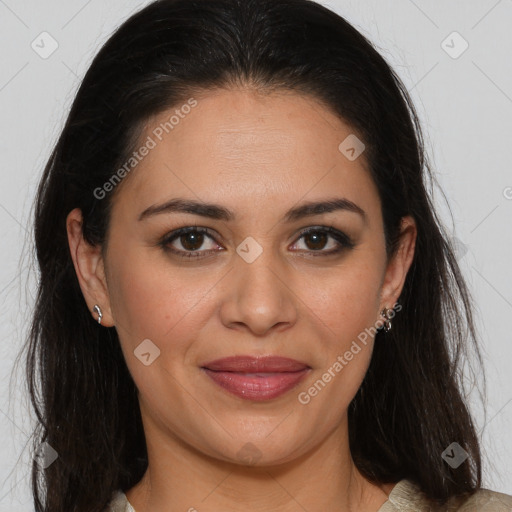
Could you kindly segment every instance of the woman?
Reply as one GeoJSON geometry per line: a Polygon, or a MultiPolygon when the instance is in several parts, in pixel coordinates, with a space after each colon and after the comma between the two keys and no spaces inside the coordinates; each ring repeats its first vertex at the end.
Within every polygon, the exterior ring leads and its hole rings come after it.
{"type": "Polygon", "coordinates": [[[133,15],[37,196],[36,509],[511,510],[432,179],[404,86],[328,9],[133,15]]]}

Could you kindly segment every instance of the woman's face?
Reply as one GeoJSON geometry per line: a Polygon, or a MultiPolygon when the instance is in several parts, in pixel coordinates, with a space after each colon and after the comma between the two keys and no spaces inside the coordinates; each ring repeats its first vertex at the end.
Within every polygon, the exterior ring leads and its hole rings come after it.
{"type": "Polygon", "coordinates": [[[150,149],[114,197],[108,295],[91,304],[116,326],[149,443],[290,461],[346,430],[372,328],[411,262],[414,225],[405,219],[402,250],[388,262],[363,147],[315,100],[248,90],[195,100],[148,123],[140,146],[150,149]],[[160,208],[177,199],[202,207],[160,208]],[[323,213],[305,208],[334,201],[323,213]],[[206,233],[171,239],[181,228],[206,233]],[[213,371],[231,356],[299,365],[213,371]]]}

...

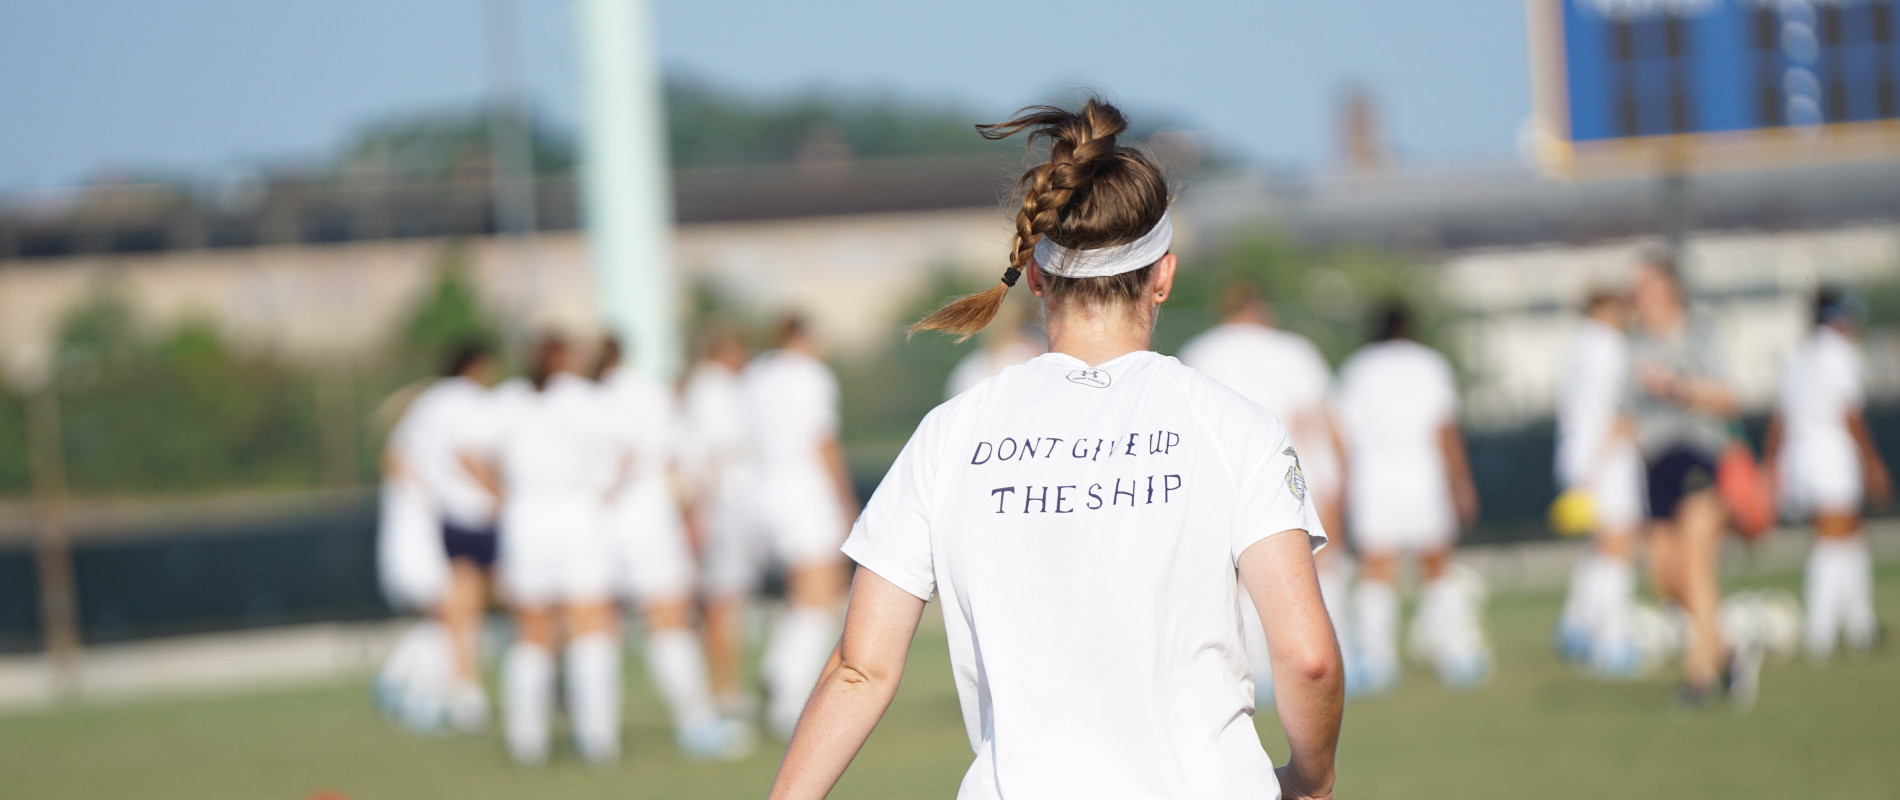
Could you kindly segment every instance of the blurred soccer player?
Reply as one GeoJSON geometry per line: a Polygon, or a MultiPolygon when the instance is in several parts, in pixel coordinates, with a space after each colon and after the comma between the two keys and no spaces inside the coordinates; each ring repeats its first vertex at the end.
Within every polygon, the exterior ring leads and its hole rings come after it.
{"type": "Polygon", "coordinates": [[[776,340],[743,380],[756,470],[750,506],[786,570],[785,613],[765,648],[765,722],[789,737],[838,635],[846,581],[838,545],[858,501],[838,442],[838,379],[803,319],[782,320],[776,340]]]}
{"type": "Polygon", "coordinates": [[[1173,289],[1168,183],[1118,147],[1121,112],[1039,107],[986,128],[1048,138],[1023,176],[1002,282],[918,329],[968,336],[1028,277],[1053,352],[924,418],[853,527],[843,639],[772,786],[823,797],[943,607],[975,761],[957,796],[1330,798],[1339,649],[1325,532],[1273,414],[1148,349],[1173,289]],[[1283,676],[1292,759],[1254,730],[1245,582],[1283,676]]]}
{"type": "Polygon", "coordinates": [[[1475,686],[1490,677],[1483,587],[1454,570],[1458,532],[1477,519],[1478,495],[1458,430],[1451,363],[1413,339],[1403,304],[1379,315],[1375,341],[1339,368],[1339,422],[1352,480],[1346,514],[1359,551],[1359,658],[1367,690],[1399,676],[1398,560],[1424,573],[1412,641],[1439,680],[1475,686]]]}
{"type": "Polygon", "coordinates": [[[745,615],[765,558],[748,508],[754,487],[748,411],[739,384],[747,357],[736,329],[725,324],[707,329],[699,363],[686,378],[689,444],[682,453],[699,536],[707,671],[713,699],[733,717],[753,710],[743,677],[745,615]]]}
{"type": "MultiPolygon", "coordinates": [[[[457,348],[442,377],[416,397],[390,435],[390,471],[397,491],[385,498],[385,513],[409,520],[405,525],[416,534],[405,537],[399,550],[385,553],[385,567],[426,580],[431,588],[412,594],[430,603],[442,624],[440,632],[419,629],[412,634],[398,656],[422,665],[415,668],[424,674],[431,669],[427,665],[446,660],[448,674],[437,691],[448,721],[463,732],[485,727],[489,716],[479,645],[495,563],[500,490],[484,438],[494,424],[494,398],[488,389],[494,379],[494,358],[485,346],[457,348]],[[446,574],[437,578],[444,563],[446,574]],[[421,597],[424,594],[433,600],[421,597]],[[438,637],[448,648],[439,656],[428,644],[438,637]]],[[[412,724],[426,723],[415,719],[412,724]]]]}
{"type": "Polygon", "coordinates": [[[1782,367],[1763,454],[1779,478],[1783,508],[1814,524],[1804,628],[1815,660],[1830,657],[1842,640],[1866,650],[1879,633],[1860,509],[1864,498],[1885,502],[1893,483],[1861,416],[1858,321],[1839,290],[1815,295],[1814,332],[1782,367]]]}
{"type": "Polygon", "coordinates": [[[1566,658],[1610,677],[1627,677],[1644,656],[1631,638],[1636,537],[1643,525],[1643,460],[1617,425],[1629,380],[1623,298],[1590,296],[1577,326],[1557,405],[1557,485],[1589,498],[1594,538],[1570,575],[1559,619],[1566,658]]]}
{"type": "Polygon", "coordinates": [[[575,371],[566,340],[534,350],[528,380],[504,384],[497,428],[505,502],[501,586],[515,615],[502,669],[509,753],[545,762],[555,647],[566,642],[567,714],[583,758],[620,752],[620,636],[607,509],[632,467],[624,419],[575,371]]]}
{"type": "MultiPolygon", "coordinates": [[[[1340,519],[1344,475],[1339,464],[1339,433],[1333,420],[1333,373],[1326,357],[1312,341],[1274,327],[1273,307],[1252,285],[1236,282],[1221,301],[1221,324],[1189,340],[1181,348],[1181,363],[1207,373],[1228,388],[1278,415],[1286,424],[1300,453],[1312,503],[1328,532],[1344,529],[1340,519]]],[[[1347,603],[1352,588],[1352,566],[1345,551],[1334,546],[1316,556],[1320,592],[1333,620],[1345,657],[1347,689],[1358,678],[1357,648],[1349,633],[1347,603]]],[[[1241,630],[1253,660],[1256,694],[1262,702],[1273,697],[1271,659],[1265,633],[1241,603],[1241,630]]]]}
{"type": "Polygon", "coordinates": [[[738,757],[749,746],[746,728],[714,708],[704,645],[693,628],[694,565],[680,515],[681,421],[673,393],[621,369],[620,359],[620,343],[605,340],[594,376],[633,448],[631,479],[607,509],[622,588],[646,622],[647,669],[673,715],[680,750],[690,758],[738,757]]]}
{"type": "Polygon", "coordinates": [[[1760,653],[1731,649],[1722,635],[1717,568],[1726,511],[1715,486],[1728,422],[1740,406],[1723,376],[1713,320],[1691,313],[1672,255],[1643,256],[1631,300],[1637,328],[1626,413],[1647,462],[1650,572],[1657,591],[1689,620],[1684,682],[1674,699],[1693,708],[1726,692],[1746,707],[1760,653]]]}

### Work to be completed:
Throughout the listing above, count the lines where the word "Could" appears, then reply with that count and no other words.

### Written solution:
3